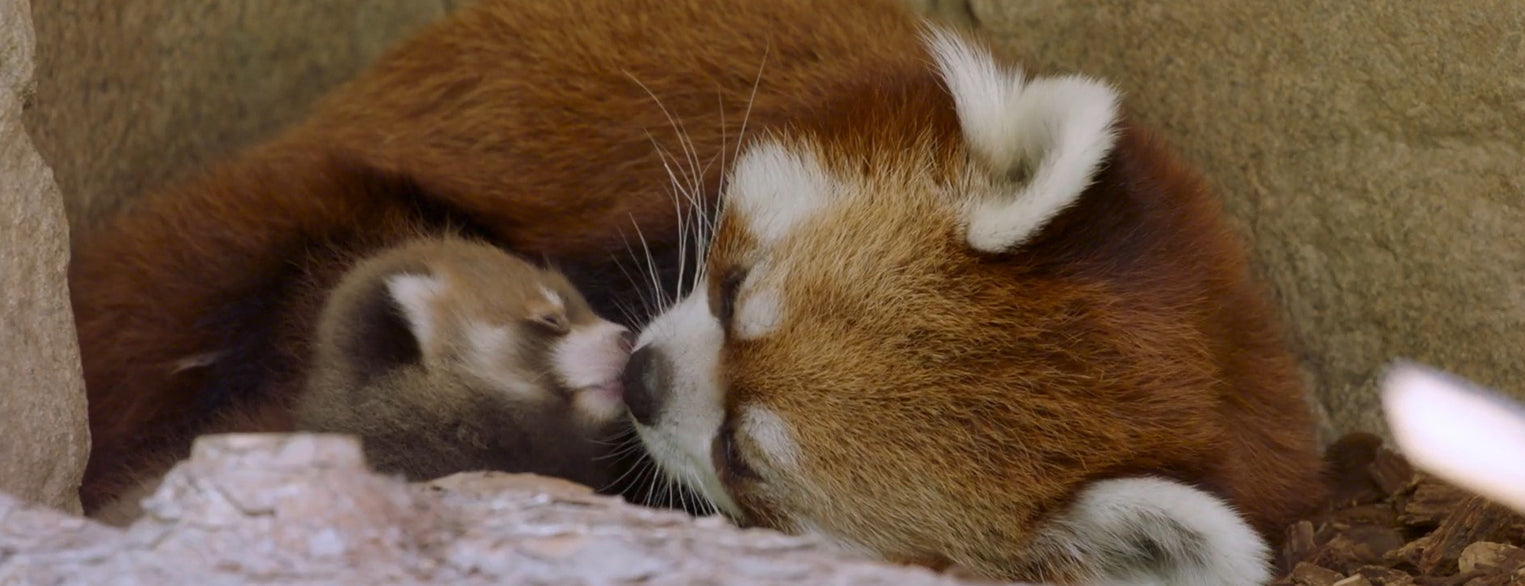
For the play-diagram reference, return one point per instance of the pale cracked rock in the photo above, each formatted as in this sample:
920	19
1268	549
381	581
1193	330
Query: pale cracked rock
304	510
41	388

--

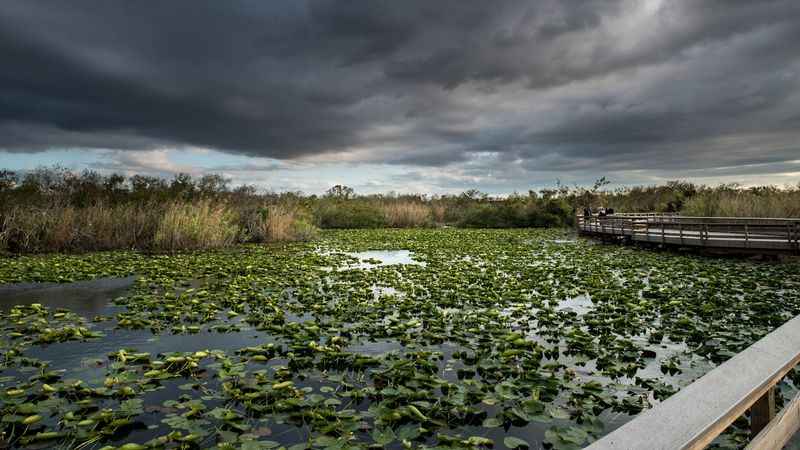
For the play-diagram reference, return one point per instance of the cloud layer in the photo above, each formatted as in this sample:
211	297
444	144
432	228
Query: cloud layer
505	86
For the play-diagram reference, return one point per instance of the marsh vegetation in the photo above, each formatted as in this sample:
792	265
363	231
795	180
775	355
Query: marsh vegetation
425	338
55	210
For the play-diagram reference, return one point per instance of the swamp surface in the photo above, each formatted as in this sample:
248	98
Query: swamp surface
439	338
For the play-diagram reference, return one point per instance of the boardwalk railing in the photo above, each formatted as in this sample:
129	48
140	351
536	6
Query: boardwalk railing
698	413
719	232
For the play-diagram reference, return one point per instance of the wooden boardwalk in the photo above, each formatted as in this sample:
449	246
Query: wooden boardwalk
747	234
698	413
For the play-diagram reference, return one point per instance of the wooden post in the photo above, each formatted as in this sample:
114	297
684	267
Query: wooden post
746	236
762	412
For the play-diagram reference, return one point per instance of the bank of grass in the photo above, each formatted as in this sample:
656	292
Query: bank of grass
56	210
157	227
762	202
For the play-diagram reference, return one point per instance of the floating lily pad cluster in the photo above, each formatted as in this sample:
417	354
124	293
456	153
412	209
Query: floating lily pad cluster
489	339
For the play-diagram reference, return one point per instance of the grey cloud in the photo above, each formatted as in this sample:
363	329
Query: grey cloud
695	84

--

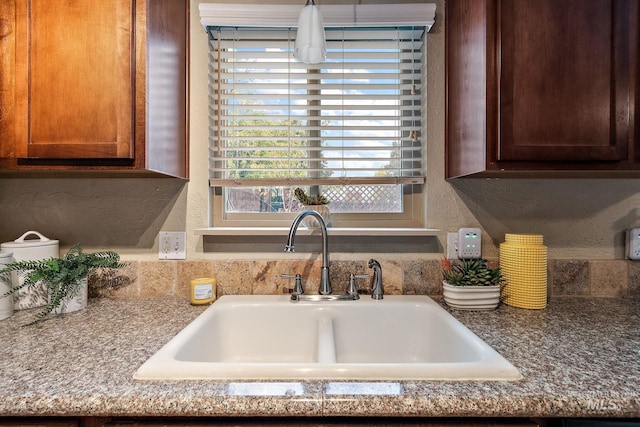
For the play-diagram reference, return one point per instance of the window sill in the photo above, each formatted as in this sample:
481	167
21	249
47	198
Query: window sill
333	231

--

- [Written exercise]:
Pull out each line of the records above that contains the word "rock", and copy those lines in full.

- [The answer]:
For the play-diagram reference, return one point per instance of the pale cracked rock in the photo above, each formatted as in this sample:
Query: pale cracked rock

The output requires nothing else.